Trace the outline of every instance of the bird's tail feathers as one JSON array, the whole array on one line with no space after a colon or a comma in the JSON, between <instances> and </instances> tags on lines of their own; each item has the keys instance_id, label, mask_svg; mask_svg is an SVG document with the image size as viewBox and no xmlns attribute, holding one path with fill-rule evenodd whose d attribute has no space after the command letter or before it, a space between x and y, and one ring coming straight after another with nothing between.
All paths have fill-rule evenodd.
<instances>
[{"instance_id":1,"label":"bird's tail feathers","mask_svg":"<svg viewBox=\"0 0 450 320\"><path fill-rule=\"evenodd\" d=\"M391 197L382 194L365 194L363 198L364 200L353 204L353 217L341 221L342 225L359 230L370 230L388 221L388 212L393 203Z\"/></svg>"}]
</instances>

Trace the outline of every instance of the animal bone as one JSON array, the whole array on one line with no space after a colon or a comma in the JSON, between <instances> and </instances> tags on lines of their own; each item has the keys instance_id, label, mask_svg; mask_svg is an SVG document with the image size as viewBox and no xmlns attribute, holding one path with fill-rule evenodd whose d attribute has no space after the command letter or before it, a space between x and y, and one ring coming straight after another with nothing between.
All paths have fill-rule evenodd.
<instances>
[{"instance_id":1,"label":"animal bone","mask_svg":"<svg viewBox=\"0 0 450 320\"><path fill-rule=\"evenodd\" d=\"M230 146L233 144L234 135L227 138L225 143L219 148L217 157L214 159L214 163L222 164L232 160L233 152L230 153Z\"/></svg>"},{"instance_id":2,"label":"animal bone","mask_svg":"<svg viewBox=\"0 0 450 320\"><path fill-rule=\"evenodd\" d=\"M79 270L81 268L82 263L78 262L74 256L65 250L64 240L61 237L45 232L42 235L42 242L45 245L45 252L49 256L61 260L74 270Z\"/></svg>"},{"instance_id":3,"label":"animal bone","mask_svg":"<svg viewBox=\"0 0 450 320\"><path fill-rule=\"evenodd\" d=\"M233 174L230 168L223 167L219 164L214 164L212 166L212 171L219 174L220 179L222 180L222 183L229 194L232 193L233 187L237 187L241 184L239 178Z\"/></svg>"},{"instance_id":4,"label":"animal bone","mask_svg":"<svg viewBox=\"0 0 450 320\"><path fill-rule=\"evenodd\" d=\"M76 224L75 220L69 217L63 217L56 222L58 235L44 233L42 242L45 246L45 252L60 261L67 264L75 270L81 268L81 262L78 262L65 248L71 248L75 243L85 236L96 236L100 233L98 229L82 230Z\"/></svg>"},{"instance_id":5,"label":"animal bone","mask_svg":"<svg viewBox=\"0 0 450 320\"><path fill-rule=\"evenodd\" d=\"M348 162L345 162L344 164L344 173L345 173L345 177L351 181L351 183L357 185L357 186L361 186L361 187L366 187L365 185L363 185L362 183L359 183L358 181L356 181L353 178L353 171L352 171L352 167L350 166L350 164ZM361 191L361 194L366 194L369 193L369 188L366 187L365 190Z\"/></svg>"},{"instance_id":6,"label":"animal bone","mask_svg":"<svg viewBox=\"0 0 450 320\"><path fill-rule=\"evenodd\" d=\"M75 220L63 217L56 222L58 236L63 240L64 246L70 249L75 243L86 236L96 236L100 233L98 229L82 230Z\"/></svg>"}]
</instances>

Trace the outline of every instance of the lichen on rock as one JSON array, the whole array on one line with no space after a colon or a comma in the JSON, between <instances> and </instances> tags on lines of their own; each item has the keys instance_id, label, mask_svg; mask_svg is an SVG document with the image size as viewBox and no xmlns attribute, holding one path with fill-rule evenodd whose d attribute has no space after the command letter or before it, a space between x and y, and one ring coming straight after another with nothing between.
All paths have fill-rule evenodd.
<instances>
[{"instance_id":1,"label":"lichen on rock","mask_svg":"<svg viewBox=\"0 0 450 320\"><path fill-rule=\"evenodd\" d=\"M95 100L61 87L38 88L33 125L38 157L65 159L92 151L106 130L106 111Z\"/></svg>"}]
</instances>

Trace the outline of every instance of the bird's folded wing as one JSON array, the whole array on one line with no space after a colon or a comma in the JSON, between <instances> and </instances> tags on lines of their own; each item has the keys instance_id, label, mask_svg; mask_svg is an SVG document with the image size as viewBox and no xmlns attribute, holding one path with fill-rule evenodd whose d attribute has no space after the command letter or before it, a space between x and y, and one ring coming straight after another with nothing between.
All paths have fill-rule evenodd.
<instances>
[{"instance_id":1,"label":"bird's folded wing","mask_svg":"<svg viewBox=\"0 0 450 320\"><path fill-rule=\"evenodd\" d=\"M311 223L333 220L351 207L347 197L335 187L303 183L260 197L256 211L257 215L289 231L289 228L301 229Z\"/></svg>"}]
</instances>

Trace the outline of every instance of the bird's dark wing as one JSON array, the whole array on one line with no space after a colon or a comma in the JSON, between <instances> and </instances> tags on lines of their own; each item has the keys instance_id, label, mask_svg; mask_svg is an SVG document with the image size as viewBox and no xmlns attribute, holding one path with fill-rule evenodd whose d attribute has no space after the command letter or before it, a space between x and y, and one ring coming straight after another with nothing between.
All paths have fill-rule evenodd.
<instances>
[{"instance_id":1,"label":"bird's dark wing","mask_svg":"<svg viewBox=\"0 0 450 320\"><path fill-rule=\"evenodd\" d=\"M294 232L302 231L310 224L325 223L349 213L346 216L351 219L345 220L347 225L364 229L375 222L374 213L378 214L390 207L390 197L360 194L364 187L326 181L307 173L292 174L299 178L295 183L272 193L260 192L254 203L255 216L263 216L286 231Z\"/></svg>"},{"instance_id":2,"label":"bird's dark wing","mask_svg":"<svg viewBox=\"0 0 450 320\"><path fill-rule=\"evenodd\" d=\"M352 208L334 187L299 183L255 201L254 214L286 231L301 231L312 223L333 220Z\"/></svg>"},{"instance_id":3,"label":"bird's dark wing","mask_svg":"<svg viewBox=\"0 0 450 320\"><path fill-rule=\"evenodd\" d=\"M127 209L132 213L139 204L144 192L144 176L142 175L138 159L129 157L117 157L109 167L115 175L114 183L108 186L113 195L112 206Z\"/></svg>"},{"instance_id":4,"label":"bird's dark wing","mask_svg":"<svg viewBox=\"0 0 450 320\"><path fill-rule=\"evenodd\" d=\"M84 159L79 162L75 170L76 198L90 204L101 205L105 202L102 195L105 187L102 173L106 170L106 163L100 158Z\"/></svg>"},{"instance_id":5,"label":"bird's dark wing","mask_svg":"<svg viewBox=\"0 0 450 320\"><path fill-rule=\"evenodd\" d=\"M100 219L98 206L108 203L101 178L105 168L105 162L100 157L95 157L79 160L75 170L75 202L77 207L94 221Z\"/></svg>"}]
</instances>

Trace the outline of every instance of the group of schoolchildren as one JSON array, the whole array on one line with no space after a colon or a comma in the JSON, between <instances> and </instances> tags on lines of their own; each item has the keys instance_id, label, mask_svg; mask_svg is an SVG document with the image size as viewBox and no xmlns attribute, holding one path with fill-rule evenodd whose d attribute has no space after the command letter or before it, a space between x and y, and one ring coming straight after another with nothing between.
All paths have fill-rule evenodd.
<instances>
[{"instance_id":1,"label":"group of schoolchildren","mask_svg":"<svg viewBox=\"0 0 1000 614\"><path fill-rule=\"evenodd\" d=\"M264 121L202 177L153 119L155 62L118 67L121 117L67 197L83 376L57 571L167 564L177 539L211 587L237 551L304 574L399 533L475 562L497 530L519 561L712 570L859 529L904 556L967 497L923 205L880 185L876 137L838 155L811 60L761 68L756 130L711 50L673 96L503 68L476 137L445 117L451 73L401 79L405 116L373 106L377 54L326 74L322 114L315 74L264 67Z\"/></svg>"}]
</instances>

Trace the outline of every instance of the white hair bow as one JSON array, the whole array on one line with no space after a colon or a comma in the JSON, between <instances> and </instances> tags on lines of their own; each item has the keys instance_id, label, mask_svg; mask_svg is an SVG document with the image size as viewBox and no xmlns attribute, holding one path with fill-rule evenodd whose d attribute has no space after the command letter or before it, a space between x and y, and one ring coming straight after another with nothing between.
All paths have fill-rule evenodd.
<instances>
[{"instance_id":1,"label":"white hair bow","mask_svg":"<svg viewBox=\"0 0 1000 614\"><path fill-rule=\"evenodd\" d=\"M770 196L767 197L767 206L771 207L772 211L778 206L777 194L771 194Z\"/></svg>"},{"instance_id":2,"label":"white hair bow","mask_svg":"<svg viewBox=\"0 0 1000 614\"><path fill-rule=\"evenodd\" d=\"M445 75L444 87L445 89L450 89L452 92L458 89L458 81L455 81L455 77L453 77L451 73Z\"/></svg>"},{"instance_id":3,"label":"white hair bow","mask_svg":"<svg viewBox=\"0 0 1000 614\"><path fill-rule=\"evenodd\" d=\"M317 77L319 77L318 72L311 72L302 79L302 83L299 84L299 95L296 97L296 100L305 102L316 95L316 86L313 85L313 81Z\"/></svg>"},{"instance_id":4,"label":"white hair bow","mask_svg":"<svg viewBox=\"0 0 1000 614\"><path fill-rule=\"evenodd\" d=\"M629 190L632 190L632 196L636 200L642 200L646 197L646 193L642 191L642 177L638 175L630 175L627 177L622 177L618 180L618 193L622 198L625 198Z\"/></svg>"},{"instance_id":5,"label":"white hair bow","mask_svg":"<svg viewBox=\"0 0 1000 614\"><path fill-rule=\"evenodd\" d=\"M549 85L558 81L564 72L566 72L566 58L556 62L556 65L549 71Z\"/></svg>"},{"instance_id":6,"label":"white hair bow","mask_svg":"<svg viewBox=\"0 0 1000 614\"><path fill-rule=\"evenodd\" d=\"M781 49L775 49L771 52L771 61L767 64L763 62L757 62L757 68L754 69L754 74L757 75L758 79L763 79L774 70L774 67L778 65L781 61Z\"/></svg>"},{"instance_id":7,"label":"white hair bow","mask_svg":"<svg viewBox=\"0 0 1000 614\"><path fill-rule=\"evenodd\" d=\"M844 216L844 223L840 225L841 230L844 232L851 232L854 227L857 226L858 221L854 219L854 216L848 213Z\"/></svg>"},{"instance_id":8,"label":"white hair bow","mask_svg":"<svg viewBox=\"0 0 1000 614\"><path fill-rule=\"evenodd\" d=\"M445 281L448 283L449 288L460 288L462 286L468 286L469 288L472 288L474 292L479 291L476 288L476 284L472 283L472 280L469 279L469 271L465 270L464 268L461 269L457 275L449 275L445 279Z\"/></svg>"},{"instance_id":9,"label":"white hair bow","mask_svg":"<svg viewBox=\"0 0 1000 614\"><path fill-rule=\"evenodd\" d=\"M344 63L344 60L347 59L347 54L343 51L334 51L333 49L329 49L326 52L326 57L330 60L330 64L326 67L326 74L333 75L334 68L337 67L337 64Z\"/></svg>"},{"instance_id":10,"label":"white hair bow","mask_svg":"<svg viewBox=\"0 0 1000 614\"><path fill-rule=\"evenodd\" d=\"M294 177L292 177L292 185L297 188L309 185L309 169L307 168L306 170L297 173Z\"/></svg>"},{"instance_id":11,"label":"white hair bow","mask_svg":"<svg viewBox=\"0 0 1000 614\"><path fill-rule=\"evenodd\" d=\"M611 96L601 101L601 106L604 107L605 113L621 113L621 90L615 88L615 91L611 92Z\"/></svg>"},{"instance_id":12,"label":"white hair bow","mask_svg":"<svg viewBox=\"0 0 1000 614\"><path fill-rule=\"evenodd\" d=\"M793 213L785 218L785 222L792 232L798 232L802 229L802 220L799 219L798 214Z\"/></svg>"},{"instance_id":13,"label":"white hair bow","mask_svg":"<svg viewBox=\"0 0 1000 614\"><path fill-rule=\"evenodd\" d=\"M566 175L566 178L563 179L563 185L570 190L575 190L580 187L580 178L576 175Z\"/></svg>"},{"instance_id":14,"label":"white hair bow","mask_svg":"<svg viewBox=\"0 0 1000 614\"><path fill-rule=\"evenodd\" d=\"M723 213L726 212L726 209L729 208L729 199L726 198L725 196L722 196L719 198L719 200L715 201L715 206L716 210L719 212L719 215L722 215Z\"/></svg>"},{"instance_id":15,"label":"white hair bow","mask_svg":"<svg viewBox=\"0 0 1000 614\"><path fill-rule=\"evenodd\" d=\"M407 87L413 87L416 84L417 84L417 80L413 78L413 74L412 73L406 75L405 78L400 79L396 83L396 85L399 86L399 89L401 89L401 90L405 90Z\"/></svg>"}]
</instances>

-=-=-=-=-

Up to and including the line with "Trace the outline of every instance of the animal", transcribe the entries above exactly, starting from their first line.

▸ RESPONSE FOR THIS EXERCISE:
Trace the outline of every instance of the bird's tail feathers as one JSON array, the whole array on one line with no space after a colon or a comma in the JSON, between <instances> and </instances> tags on lines of their own; each item has the keys instance_id, label, mask_svg; mask_svg is an SVG document with the image size as viewBox and no xmlns attribute, holding one path with fill-rule evenodd whose d attribute has no space after the command letter or before it, a space between x and y, and one ring coming straight after another with nothing between.
All paths have fill-rule evenodd.
<instances>
[{"instance_id":1,"label":"bird's tail feathers","mask_svg":"<svg viewBox=\"0 0 450 320\"><path fill-rule=\"evenodd\" d=\"M391 197L382 194L365 194L363 198L364 200L353 204L353 217L341 221L342 225L359 230L370 230L388 221L388 212L393 203Z\"/></svg>"}]
</instances>

Trace the outline of every instance of the animal bone as one JSON array, the whole array on one line with no space after a colon or a comma in the JSON, between <instances> and </instances> tags on lines of their own; each item has the keys instance_id, label, mask_svg; mask_svg is an SVG document with the image size as viewBox and no xmlns attribute, holding one path with fill-rule evenodd whose d attribute has no space after the command letter or before it, a space between x and y, and one ring coming straight after another with nothing between.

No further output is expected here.